» **What this task involves**
The lines to find are those in the entries that hold the word "below"; copy every one of them.

Referring expression pointing data
***
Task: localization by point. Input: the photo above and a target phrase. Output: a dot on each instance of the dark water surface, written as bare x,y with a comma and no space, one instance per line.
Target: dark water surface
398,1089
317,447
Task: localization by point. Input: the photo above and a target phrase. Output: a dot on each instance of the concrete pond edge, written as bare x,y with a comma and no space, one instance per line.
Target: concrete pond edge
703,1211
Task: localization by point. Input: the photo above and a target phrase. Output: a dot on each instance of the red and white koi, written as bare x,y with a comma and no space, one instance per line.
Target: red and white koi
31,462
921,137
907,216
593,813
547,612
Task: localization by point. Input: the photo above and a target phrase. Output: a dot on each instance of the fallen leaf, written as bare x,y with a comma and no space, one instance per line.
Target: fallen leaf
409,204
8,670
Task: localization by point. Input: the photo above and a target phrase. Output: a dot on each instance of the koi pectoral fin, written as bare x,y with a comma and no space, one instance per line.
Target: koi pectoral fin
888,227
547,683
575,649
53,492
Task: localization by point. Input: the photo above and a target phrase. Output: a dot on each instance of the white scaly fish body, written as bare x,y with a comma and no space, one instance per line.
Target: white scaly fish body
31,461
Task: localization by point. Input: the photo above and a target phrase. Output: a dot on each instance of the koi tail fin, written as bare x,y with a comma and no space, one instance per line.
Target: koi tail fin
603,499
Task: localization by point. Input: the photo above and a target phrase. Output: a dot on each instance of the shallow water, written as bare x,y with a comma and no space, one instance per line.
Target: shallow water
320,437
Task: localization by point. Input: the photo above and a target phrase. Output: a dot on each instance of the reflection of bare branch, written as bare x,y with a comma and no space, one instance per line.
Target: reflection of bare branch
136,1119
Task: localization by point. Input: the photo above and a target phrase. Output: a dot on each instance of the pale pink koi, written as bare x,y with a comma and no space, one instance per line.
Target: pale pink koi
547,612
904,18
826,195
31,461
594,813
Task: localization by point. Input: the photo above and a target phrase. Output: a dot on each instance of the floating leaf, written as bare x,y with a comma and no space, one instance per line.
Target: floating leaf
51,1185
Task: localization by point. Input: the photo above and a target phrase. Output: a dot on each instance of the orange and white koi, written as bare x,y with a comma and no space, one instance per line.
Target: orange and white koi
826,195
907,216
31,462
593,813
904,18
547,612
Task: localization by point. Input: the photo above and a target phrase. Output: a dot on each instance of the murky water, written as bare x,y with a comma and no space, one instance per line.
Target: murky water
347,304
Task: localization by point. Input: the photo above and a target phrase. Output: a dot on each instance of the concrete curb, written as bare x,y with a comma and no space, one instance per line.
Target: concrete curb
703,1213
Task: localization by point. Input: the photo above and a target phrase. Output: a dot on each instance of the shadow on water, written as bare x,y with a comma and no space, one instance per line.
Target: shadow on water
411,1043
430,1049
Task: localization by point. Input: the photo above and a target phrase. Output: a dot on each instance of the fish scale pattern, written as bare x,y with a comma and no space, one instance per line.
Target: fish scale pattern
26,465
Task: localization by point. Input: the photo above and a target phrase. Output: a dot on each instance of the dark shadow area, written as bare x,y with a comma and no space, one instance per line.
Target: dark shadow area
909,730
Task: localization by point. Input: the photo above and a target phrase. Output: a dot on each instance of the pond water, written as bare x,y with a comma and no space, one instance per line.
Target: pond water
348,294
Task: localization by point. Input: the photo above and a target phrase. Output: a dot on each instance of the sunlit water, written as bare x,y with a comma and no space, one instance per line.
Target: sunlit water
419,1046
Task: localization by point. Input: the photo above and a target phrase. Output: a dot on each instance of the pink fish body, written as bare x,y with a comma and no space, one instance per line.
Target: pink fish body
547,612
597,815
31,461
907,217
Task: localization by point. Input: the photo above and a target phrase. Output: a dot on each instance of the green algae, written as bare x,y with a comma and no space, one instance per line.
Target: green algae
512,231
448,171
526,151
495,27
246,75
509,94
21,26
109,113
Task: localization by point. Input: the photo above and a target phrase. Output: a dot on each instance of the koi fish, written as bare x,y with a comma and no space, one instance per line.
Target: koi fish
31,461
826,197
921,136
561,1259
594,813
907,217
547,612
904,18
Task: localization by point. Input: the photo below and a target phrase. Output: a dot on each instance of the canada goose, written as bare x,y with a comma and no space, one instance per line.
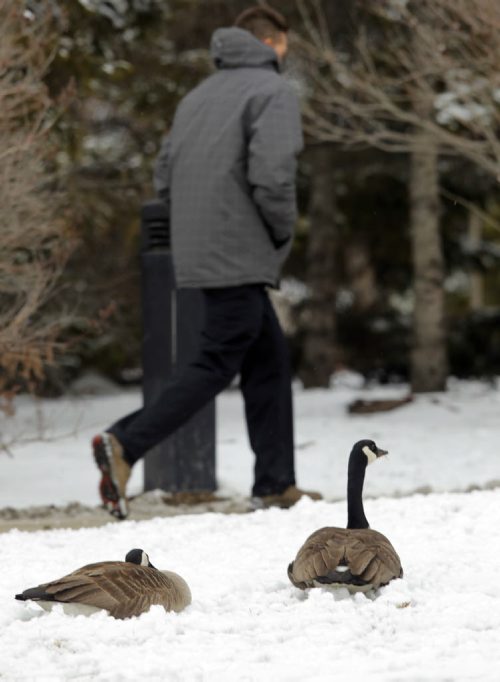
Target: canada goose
123,588
355,557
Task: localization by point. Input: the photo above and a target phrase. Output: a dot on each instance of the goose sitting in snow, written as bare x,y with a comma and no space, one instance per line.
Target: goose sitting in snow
355,557
123,588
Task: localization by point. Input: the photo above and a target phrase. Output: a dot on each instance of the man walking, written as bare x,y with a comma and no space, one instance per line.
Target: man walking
227,173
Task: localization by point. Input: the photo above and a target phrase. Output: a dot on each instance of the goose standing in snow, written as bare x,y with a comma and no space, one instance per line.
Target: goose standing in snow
123,588
355,557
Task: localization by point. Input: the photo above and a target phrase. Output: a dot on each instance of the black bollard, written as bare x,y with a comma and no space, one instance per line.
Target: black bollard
172,318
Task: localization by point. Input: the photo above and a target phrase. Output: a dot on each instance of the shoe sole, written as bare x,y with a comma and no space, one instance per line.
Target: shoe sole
108,488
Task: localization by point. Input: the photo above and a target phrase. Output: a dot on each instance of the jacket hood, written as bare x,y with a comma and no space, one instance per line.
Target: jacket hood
234,47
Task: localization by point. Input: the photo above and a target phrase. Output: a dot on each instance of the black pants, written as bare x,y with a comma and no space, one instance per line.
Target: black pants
242,335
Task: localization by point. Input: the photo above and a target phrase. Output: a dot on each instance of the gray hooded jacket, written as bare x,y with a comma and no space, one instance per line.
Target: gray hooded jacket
227,169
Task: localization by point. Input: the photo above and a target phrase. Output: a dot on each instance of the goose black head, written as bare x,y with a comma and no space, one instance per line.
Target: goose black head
139,557
367,451
363,452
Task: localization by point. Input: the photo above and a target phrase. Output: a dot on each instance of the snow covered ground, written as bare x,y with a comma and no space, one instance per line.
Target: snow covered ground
247,622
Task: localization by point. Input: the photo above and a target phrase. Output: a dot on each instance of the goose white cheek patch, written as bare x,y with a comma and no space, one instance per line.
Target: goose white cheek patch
370,455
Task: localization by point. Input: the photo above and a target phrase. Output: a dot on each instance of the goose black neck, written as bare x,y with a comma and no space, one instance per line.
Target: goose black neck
355,479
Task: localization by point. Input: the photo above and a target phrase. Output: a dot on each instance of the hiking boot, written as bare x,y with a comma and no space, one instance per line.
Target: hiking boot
286,499
108,455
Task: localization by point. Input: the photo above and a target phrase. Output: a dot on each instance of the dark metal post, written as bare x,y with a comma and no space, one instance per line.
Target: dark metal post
172,318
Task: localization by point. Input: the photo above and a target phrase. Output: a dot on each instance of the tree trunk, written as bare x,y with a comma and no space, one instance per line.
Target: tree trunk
476,288
319,316
429,360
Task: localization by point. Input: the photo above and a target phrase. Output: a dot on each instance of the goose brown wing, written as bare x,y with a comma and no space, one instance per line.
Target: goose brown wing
320,554
371,557
123,589
368,555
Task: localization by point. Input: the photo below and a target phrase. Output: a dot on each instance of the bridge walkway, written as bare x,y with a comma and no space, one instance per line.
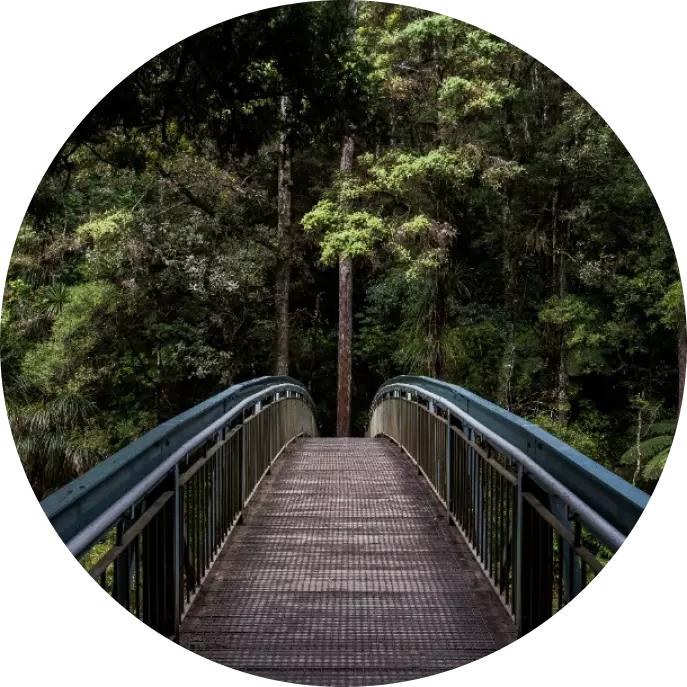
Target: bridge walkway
345,572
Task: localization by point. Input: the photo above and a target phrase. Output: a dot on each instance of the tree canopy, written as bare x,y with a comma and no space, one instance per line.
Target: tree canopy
502,236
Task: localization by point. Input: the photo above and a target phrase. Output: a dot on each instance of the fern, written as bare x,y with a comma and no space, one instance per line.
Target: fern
655,468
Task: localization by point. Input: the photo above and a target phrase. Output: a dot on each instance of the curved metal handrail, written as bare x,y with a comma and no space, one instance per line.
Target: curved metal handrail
605,530
96,527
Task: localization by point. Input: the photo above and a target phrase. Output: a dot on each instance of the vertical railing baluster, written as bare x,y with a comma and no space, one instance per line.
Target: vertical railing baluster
518,551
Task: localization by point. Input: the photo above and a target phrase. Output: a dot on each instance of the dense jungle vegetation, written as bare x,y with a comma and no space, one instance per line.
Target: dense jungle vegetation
485,224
***
» **Expected output**
Task: localization by point. Input: the photo below and a target phrase. Output: a dot on each instance of the canada goose, written as bare x,y with a comma and no space, one instance per line.
Task: localization by point. Input: the photo below and a target phrase. Output: a dot on each instance of the bridge walkway, written as bare x,y with a comma and no space, one instance per line.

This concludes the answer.